### What is expected
Search the data for the word "instance" and copy every line that contains it.

### Entries supplied

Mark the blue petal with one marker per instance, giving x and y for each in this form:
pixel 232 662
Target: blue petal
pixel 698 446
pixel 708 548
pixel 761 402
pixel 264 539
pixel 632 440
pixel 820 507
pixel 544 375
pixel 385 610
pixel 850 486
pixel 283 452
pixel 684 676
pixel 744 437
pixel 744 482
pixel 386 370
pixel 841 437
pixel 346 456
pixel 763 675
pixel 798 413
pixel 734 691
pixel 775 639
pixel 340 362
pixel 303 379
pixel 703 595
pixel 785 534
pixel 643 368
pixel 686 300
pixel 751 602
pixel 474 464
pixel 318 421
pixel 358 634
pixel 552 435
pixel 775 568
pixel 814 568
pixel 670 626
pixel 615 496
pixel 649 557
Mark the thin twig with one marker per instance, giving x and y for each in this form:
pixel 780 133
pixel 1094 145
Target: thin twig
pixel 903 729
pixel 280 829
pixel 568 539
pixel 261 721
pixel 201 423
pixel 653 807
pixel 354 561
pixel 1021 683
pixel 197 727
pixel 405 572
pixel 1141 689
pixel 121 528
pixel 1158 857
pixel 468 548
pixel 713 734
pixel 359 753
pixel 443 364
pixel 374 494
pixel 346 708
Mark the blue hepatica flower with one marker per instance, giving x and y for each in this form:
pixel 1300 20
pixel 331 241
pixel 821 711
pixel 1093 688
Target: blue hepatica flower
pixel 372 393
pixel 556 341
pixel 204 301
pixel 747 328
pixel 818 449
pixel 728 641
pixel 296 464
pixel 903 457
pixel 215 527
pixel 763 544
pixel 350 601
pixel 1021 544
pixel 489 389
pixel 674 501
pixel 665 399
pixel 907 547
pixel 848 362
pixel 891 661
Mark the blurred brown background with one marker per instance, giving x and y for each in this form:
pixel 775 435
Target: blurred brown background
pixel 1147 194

### Answer
Mark the blue petal with one marker per instance, giving x and y for each in this form:
Mark the thin twig with one marker per instance, giving x and y for each in this form:
Mark the blue hepatica flower with one marker per instance, giving x and y for each in this form:
Mark the blurred brown background with one marker per instance, giving x and y for each in this form:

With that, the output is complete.